Required action: Please transcribe, exactly and only, the lines of the records below from the one holding "Pick out the white wall" to the very end.

── Records for the task ──

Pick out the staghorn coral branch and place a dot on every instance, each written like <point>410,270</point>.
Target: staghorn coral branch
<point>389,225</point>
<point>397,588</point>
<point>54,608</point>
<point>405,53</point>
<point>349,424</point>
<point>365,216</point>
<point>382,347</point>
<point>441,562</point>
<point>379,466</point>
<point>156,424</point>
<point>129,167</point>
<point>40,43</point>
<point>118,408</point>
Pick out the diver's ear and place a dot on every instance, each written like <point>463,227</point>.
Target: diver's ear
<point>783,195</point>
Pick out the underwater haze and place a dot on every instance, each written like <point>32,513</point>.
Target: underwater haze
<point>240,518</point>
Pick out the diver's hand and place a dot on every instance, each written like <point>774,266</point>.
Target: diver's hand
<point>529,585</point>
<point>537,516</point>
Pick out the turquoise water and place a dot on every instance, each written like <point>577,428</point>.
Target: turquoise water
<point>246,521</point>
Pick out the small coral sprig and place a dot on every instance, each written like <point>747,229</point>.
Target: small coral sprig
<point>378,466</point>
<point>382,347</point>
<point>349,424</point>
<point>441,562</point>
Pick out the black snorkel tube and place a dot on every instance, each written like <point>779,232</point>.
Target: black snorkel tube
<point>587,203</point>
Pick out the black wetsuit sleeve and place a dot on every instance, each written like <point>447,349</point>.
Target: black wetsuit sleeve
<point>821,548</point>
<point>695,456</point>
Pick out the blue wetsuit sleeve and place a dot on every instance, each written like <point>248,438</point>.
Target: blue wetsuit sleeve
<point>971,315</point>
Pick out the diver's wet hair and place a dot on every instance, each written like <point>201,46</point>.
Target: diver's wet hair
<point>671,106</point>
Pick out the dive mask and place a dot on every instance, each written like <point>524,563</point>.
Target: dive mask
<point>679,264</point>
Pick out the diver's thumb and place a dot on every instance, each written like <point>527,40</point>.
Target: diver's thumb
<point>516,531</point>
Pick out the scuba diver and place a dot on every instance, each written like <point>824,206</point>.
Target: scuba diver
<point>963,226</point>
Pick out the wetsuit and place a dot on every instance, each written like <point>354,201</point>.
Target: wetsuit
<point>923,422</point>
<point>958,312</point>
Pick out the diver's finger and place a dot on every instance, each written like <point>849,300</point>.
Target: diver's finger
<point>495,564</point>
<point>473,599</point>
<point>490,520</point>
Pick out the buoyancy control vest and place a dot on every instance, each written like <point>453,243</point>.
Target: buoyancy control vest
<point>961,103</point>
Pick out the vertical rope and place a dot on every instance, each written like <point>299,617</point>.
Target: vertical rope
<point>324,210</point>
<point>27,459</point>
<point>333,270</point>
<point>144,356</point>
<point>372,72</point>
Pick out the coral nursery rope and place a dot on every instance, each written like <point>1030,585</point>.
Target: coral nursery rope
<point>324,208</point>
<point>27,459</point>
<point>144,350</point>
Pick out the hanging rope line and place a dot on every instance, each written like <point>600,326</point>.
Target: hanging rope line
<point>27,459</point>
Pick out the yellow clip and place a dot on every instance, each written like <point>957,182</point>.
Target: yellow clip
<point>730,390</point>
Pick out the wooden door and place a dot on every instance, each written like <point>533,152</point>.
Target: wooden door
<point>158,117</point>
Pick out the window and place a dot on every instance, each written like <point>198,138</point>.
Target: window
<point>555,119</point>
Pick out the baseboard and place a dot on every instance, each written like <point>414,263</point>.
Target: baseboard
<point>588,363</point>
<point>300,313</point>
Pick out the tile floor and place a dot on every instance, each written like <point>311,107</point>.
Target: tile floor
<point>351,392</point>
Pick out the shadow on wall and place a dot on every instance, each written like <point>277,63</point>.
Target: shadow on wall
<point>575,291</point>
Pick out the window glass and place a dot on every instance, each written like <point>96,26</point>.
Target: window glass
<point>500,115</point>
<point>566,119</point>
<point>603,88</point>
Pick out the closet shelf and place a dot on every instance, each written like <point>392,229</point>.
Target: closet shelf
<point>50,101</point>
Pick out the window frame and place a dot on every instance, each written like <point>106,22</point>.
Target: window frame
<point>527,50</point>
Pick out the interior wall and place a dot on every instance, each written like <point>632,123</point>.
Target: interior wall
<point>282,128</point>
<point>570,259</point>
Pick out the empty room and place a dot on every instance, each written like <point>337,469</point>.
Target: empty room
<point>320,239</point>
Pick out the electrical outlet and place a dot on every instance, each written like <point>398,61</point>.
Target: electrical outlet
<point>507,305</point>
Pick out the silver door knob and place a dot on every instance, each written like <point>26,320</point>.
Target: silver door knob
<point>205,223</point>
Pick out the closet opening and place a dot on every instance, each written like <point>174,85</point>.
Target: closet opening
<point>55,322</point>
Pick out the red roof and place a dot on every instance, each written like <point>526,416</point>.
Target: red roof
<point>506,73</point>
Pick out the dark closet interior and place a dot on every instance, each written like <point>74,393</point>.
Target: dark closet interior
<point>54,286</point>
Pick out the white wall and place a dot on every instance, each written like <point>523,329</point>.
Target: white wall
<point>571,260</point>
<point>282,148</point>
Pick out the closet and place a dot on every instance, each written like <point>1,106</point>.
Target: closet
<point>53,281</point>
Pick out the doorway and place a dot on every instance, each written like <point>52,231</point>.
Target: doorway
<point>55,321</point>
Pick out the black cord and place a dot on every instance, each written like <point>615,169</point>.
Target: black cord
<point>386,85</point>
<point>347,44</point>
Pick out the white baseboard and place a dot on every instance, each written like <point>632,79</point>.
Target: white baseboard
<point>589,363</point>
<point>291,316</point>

───

Response:
Pick out the white wall and place a dot on every instance, each written like <point>523,329</point>.
Target: white wall
<point>571,260</point>
<point>282,148</point>
Pick out the closet and place a dot on every instance, each written like <point>1,106</point>.
Target: closet
<point>53,281</point>
Pick out the doorway and place a dot on every instance, each written like <point>52,231</point>.
Target: doorway
<point>55,321</point>
Pick out the black cord and place a dot on every instance, each written like <point>615,169</point>.
Target: black cord
<point>386,85</point>
<point>347,44</point>
Pick out the white baseboard and place a dot on every instance, each written like <point>632,79</point>.
Target: white baseboard
<point>589,363</point>
<point>291,316</point>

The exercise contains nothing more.